-- Start Materials provided --

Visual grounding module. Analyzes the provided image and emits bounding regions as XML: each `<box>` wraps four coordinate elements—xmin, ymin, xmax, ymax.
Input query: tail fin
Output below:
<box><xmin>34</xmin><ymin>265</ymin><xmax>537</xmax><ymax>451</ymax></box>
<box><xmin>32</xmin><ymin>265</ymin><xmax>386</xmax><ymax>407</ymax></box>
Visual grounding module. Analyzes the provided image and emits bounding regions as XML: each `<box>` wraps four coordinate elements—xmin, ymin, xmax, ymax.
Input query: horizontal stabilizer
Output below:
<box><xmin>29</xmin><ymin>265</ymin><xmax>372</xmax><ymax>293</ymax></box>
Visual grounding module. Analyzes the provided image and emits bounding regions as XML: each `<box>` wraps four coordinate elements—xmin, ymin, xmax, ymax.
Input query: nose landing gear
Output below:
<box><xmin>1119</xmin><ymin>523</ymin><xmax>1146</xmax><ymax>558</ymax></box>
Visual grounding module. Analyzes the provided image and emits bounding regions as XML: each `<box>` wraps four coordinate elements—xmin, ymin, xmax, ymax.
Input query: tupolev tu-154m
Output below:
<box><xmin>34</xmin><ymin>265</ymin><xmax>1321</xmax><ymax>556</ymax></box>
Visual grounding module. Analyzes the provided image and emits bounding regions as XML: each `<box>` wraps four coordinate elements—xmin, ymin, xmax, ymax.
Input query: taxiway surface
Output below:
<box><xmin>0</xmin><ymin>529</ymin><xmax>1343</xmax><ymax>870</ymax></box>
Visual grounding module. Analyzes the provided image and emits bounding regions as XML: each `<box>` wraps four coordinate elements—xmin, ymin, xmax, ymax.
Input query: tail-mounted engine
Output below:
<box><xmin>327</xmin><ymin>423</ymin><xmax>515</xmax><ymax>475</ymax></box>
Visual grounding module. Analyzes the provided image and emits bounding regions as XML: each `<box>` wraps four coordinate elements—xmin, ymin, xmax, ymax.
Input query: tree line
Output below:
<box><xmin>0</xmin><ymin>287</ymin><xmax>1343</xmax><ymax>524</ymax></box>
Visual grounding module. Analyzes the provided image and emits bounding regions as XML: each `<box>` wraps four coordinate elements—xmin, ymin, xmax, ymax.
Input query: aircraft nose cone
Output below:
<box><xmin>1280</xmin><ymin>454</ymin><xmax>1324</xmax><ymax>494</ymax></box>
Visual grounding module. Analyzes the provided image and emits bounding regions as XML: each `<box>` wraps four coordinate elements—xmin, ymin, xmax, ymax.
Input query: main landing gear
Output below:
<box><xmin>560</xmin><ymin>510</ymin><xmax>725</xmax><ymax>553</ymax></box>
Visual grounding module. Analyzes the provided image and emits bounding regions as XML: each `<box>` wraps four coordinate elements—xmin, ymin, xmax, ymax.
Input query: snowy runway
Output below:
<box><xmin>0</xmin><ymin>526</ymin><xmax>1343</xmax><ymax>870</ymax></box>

-- End Materials provided --

Which lines in the material above contain the string "gear", with case counting? Report each of them in full.

**Result of the task:**
Input query: nose landing gear
Input query: main landing gear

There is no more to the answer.